- PROVIDED RECORDS
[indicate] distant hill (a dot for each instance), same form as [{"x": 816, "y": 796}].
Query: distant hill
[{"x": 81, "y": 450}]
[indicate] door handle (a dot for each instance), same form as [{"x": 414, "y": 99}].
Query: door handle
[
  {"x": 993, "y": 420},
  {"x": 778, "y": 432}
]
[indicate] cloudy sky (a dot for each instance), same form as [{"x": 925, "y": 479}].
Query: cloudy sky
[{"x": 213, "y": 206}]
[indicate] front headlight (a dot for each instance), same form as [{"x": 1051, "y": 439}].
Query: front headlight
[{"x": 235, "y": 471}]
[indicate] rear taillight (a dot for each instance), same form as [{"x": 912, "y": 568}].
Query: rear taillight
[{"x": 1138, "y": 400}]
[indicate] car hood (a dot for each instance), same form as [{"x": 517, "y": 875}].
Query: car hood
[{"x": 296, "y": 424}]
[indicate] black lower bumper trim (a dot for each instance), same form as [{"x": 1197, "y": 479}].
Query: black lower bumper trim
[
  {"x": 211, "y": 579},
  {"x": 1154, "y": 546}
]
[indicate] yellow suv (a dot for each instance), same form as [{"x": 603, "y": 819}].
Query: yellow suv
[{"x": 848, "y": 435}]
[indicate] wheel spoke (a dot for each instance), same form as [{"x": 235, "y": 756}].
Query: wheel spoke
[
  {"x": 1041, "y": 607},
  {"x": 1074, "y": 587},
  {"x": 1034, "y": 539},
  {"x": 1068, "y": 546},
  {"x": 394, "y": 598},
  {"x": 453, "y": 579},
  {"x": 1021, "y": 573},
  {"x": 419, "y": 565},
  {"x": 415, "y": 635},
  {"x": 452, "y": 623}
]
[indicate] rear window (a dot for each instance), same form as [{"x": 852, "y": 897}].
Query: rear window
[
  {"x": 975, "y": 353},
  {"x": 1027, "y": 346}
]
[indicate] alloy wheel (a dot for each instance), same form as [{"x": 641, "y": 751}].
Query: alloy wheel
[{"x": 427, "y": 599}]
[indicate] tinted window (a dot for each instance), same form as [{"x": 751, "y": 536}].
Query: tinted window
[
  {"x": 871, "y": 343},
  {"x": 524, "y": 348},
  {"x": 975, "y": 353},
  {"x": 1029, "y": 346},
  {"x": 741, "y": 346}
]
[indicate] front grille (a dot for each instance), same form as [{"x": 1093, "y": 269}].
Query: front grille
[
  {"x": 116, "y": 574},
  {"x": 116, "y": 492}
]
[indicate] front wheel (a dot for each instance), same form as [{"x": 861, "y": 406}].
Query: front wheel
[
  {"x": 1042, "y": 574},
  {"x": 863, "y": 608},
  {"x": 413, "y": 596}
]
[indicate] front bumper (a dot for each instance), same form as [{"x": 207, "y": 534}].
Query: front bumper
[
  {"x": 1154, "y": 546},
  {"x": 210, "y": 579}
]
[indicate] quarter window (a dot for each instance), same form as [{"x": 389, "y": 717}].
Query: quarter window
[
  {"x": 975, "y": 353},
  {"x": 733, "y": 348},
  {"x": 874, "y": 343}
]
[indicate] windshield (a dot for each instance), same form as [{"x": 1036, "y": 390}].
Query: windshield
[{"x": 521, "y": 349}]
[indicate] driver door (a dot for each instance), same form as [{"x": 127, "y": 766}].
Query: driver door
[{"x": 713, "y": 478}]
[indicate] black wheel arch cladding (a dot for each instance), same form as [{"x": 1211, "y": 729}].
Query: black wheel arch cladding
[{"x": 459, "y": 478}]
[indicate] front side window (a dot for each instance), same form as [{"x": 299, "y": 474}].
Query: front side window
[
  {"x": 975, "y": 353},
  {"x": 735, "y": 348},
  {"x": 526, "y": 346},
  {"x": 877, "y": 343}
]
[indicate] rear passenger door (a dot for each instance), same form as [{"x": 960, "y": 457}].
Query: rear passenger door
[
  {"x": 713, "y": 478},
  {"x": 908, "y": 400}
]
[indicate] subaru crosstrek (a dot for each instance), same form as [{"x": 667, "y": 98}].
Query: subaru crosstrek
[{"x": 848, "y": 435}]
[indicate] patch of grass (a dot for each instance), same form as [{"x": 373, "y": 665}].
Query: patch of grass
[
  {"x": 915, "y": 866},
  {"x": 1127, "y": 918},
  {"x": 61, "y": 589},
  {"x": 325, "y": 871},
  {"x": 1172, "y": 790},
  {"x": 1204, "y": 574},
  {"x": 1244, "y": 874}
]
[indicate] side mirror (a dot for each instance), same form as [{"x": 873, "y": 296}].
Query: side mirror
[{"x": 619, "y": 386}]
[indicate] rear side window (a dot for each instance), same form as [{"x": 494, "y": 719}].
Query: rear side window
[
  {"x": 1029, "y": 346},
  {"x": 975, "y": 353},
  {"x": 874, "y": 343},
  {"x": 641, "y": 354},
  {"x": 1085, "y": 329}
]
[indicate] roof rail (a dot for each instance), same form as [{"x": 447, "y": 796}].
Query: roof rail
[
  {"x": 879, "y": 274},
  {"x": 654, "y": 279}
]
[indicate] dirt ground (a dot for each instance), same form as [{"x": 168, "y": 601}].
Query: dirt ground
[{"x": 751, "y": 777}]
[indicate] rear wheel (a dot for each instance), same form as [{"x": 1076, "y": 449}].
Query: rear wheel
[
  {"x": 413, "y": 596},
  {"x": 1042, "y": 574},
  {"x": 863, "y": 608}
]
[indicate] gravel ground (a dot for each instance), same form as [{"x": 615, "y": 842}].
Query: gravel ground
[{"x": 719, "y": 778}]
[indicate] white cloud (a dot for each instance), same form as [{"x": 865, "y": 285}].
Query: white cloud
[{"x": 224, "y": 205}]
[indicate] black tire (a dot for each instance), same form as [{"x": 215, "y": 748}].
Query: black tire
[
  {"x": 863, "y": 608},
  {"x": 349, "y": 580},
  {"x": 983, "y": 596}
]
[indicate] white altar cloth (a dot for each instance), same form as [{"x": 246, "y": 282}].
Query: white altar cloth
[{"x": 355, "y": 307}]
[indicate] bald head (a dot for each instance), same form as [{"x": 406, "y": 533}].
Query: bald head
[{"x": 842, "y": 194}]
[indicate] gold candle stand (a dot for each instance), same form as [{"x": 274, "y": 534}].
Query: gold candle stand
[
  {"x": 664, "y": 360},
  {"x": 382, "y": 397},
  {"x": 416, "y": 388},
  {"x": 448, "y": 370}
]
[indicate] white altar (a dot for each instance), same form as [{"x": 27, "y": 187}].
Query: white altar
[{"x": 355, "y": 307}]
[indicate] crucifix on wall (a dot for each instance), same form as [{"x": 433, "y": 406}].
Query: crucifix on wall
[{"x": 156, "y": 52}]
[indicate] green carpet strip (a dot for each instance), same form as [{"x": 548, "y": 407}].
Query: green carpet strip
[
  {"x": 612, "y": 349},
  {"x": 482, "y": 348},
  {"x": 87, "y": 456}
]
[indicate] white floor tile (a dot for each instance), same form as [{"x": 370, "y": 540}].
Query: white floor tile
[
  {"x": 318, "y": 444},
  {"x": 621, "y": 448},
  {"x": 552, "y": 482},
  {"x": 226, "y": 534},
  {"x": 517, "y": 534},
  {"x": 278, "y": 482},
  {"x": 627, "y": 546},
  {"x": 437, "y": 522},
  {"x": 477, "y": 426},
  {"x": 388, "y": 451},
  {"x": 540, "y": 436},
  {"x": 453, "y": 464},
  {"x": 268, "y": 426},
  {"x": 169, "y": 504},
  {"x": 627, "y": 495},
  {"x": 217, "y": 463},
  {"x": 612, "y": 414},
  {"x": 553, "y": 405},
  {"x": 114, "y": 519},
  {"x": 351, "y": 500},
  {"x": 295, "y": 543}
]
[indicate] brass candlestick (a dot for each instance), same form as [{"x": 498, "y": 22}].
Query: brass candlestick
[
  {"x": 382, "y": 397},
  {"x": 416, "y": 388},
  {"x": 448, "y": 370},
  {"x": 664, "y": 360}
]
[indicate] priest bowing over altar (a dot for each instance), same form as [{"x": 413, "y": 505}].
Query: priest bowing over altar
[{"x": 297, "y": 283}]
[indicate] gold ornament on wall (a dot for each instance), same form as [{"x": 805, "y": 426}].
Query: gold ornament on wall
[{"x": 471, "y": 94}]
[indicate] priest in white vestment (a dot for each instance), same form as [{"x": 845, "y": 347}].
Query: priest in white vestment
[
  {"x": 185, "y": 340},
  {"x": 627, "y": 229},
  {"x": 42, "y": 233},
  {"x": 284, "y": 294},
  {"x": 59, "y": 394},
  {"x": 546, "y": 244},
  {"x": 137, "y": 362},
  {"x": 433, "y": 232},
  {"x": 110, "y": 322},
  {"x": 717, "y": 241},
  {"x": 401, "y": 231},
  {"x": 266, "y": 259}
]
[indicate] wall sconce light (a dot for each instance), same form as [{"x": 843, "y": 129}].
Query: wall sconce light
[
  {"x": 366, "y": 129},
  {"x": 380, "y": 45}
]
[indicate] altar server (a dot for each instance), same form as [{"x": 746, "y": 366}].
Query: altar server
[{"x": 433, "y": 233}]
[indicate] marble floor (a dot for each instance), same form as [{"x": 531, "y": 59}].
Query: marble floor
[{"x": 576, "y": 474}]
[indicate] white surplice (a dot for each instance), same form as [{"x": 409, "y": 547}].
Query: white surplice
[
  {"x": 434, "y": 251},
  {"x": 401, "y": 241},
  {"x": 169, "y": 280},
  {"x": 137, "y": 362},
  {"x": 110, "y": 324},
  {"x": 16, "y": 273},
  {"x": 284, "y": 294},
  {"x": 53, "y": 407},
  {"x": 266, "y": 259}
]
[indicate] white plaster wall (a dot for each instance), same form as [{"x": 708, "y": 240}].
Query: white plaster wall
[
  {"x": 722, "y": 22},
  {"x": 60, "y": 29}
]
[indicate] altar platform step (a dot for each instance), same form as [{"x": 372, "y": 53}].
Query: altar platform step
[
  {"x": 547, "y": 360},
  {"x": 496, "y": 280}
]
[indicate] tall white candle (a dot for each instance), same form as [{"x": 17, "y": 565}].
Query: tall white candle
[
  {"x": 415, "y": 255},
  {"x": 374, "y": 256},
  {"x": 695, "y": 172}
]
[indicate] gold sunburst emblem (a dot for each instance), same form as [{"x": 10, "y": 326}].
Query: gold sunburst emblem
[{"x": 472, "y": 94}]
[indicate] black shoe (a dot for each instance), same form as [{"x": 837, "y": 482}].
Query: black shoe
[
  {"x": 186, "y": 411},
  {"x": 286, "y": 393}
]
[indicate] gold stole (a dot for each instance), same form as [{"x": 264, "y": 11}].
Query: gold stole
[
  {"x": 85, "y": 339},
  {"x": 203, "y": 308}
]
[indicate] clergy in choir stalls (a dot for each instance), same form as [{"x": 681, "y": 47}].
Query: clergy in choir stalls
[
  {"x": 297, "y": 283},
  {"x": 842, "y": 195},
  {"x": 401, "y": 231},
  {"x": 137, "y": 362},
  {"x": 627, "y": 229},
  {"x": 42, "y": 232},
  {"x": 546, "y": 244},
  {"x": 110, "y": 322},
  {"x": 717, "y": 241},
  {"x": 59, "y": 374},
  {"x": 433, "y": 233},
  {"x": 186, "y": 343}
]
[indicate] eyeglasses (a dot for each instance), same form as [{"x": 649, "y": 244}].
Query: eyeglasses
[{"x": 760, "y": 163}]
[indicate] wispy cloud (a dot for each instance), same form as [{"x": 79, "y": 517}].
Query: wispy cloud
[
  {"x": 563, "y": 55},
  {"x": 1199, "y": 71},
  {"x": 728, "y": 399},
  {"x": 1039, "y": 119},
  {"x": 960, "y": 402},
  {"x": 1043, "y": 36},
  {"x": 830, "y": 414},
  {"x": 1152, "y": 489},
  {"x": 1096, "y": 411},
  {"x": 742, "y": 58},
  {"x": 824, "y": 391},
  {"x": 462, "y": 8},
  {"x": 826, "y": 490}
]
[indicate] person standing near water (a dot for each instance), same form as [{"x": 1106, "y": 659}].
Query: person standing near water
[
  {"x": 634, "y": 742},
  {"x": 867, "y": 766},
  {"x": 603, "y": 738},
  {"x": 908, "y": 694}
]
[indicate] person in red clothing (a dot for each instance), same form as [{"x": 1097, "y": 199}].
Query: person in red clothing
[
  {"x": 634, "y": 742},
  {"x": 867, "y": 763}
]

- WHAT THIS TASK INVOLVES
Write out again, unchanged, every line from the line containing "[indicate] wispy cloud" to the final line of the material above.

- SOLUTION TO THIS PROBLEM
[indicate] wispy cloud (a dot for each instance), same form as [{"x": 79, "y": 517}].
Query: wispy cloud
[
  {"x": 563, "y": 55},
  {"x": 1199, "y": 71},
  {"x": 728, "y": 399},
  {"x": 1039, "y": 119},
  {"x": 960, "y": 402},
  {"x": 1043, "y": 36},
  {"x": 830, "y": 414},
  {"x": 1152, "y": 489},
  {"x": 1096, "y": 411},
  {"x": 742, "y": 58},
  {"x": 824, "y": 391},
  {"x": 462, "y": 8},
  {"x": 826, "y": 490}
]
[indicate] person standing near water (a dot for each instance), same form as [{"x": 1106, "y": 659}].
Query: person standing near water
[
  {"x": 634, "y": 742},
  {"x": 867, "y": 766},
  {"x": 603, "y": 738},
  {"x": 908, "y": 694}
]
[indicate] person in red clothing (a dot for each instance), same form as [{"x": 1097, "y": 199}].
Query: person in red clothing
[
  {"x": 634, "y": 742},
  {"x": 867, "y": 763}
]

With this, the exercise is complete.